## WHAT IS NEEDED
List every term printed in bold in the lab notes on the Apriori algorithm below.

# Lab 9: Association Analysis using APRIORI Algorithm


## Association Analysis

**Association analysis** is a data mining technique used to discover interesting relationships, patterns, or correlations among a set of items in large datasets. It is commonly applied in market basket analysis to identify sets of products frequently purchased together.

## Support

**Support** is a measure that indicates how frequently a particular item or item set appears in a dataset. It is defined as the proportion of transactions that contain the item or item set. In the context of association rules, support helps to determine the significance of an item set.

## Confidence

**Confidence** is a measure of the reliability of an association rule. It is defined as the proportion of transactions containing the antecedent (the "if" part of the rule) that also contain the consequent (the "then" part of the rule). High confidence indicates a strong likelihood that the rule is valid.

## The Apriori Principle

The **Apriori principle** states that if an item set is frequent (meets the minimum support threshold), then all of its subsets must also be frequent. This principle allows for the efficient identification of frequent item sets by pruning the search space, reducing the number of candidate item sets that need to be examined.

## Candidate Set

A **candidate set** is a collection of item sets that are being considered for frequent item set generation. The candidate set is generated based on previous frequent item sets, and it is evaluated against the minimum support threshold to determine which item sets are frequent.

## Min Support Threshold

The **minimum support threshold** is a user-defined parameter that specifies the minimum frequency an item set must have to be considered frequent. It helps in filtering out infrequent item sets and reduces the computational burden of the association analysis process.

## RECORDS SUPPLIED
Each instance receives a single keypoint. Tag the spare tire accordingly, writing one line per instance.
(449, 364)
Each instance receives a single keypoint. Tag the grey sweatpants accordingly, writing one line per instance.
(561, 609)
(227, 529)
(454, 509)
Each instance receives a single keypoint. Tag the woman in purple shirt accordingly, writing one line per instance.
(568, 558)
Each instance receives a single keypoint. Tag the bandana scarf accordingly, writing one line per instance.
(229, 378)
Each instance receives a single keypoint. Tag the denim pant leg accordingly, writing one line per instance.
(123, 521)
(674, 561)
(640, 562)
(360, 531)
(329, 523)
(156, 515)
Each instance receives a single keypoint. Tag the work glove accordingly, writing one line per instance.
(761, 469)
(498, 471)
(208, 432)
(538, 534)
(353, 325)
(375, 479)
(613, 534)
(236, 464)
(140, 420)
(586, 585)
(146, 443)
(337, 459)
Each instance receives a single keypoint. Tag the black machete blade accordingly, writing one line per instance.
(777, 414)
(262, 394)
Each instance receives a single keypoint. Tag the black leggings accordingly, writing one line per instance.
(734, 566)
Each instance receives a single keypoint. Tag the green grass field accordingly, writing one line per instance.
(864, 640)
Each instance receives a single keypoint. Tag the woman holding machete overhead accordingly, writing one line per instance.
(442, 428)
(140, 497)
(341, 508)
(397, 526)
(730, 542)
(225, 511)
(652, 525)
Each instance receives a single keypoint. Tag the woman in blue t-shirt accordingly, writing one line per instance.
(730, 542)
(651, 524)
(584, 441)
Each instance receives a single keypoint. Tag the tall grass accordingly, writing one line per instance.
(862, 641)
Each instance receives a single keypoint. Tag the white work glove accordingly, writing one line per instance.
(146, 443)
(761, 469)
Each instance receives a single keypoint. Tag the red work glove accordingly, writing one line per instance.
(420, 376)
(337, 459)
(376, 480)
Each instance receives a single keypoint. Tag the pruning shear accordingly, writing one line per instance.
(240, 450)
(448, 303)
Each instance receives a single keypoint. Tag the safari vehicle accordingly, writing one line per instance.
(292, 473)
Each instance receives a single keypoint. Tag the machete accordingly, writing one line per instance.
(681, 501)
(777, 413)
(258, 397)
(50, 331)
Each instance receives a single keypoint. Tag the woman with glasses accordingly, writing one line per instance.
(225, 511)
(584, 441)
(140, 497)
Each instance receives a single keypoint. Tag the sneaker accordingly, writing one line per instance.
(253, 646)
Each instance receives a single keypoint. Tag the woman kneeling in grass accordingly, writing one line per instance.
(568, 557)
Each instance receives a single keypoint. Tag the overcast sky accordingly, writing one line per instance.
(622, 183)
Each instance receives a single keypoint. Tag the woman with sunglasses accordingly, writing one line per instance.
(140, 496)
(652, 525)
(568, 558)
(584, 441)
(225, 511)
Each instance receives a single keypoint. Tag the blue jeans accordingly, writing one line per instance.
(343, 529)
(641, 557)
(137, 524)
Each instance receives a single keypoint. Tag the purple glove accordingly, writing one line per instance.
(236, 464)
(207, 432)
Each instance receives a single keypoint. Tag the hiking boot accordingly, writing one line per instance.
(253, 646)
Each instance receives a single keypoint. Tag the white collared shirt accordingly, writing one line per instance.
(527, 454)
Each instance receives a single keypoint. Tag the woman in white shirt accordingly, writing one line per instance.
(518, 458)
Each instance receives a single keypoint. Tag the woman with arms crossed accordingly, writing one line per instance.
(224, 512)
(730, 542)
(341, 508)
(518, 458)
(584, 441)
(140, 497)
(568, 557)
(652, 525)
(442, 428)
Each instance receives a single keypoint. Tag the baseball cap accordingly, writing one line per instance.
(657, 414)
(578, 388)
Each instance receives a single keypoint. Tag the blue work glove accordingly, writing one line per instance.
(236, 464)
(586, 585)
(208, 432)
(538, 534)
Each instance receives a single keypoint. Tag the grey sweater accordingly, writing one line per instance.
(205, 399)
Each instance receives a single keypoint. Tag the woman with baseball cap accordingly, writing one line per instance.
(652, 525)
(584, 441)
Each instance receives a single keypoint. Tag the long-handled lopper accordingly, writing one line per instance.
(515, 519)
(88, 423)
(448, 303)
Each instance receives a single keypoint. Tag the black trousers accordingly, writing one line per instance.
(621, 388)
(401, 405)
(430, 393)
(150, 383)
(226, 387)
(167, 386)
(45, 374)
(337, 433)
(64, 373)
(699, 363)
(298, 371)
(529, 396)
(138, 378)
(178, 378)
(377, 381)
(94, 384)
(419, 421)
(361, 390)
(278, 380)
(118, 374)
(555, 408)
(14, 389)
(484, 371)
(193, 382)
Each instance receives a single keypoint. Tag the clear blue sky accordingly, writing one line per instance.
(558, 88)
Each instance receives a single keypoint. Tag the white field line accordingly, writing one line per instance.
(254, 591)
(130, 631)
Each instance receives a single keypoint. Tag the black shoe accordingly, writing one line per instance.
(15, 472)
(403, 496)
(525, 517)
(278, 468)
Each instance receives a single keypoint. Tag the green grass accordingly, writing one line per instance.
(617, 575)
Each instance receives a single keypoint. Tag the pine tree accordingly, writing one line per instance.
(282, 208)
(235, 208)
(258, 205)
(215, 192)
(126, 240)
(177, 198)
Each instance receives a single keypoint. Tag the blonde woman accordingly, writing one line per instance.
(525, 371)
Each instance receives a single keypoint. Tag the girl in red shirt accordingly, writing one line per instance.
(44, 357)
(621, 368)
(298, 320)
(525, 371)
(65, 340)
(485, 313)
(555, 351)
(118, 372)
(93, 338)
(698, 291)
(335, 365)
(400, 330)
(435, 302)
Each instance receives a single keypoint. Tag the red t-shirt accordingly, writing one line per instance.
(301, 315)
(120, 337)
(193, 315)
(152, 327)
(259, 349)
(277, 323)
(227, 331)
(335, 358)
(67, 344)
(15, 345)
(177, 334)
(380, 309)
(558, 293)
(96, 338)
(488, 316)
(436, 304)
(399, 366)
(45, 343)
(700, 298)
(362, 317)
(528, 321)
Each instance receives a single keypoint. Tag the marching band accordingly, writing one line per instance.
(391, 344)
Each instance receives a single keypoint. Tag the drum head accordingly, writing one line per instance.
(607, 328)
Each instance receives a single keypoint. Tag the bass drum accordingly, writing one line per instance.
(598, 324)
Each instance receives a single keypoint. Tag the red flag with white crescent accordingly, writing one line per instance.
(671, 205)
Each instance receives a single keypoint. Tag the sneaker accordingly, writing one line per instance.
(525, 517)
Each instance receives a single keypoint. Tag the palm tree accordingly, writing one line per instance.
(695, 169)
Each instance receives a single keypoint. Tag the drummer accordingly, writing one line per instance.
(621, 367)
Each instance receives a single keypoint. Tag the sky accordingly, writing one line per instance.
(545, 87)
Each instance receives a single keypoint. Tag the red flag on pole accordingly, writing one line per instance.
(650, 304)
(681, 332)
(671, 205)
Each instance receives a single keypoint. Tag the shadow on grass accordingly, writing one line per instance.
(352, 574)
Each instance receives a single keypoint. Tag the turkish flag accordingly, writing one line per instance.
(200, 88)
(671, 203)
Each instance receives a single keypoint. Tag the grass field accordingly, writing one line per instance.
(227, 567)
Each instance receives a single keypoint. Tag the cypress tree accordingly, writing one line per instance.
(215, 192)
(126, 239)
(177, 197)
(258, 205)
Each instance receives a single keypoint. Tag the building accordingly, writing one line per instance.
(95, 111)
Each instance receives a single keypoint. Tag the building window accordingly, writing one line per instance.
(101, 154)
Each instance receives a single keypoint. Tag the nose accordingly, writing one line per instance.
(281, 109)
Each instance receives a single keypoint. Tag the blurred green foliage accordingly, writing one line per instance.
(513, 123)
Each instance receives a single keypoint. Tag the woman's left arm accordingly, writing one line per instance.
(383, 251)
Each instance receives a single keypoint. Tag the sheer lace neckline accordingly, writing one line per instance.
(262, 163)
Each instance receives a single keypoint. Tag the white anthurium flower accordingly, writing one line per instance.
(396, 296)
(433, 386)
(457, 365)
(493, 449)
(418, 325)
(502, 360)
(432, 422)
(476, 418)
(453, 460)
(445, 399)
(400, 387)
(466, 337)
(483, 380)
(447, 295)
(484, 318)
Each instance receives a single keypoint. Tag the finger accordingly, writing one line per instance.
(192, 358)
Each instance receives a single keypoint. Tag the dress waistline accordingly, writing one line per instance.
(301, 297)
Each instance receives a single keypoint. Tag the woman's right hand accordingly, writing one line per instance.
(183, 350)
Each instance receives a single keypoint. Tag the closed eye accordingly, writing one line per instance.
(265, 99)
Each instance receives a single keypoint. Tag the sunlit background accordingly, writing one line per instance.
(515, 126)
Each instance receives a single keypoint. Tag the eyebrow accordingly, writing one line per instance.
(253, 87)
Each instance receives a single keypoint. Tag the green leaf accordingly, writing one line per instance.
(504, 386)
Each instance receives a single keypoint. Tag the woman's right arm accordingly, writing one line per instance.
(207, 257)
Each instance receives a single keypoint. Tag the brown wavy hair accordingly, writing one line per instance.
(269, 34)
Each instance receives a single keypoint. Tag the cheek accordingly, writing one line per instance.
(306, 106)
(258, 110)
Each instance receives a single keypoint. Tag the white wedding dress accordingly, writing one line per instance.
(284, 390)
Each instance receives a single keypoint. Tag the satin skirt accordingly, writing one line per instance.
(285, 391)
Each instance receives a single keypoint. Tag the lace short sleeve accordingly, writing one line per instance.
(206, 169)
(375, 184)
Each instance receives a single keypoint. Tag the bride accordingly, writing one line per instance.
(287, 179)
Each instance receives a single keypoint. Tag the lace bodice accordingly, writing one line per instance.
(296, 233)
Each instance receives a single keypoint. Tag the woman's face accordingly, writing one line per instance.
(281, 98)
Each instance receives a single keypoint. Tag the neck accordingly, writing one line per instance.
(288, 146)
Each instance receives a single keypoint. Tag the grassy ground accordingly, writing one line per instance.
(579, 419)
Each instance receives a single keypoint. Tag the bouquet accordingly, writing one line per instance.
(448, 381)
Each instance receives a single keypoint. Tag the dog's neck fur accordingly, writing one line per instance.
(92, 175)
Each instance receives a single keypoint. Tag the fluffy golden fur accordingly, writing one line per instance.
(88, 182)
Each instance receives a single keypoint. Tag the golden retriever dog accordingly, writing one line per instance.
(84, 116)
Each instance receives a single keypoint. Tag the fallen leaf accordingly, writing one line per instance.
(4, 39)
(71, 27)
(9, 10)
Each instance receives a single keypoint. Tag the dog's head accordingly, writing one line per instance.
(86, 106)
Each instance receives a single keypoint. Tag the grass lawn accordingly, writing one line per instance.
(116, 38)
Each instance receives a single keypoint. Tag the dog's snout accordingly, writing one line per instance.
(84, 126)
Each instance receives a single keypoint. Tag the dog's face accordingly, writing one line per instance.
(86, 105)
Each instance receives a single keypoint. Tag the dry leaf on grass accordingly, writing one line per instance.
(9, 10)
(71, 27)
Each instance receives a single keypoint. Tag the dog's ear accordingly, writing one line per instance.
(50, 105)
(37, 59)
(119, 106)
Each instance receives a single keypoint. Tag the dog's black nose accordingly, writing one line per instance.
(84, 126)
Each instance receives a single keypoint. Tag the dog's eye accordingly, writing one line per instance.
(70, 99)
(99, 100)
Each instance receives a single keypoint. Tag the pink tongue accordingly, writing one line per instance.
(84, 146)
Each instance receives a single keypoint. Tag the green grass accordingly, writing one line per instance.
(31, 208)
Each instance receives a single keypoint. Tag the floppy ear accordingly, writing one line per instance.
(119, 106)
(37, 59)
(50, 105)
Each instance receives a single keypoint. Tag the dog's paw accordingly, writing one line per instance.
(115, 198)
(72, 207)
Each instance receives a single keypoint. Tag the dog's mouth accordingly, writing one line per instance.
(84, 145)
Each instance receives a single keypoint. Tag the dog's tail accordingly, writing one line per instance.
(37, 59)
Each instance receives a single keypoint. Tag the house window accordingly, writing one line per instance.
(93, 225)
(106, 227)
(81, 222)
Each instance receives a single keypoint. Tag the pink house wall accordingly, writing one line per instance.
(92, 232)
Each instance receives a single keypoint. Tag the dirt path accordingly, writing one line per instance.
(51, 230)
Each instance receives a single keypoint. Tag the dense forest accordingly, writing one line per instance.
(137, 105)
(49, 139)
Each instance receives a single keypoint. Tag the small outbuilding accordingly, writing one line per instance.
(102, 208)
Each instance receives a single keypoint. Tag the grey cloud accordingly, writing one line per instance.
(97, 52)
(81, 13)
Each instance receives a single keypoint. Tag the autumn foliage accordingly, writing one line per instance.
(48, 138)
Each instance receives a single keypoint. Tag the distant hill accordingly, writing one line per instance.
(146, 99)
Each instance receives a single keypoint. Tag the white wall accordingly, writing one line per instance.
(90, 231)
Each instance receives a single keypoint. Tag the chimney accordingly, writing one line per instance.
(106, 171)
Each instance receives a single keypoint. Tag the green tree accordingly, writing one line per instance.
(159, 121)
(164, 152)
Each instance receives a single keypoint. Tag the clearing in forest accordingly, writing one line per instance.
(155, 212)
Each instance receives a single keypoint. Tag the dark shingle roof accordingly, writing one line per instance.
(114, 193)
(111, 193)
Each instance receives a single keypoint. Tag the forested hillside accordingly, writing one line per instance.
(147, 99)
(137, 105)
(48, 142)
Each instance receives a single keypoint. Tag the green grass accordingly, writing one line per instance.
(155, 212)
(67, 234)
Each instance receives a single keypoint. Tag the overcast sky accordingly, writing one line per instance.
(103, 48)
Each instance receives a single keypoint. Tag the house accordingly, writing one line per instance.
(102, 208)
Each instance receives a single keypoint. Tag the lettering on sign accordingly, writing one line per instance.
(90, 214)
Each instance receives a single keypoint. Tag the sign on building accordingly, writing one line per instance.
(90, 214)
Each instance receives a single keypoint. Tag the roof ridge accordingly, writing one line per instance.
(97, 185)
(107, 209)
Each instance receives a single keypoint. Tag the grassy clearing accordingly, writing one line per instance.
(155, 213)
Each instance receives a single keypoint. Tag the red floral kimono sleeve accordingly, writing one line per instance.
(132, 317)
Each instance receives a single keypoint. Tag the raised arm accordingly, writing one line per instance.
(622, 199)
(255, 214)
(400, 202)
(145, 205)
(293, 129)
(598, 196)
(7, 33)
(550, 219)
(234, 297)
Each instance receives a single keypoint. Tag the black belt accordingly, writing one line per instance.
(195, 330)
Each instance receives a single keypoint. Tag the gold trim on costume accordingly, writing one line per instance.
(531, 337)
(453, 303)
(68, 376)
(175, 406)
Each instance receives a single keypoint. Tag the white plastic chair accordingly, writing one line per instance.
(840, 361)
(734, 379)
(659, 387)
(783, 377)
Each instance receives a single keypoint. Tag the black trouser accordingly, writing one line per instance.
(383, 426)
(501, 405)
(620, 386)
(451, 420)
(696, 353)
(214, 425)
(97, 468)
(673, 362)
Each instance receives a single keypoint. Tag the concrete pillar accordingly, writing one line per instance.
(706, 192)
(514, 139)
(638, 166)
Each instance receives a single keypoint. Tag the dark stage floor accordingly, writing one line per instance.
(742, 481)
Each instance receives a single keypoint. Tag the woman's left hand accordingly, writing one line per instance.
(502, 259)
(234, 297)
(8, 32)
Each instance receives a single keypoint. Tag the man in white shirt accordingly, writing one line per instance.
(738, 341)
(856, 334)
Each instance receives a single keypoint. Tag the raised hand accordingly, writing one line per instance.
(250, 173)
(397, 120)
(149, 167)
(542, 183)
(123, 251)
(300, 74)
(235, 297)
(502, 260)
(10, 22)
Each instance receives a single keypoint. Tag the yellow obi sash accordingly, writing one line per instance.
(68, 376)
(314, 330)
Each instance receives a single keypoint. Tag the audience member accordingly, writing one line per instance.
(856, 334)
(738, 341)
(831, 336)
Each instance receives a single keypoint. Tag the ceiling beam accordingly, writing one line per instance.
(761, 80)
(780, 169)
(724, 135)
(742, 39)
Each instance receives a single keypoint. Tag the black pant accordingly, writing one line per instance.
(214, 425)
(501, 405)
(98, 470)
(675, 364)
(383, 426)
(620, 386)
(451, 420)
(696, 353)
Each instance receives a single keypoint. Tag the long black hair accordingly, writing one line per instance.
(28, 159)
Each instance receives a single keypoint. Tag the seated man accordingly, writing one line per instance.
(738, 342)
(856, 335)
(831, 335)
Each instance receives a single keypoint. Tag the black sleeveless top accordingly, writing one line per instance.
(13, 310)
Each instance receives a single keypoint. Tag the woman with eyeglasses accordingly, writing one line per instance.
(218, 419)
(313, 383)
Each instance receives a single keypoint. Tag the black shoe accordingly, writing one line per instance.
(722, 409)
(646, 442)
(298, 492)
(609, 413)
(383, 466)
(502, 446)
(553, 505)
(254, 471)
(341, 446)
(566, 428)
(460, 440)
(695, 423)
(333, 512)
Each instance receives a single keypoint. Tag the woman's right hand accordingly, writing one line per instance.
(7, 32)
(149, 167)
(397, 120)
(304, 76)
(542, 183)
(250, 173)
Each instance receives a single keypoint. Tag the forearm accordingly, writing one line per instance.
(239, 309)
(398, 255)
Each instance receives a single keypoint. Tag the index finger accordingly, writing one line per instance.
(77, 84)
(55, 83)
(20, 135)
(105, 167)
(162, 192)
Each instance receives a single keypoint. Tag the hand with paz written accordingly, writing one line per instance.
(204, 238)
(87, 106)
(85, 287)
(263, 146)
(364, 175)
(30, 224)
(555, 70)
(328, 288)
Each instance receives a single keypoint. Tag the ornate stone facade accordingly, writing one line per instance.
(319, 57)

## CORRECT ANSWER
- Association analysis
- Support
- Confidence
- Apriori principle
- candidate set
- minimum support threshold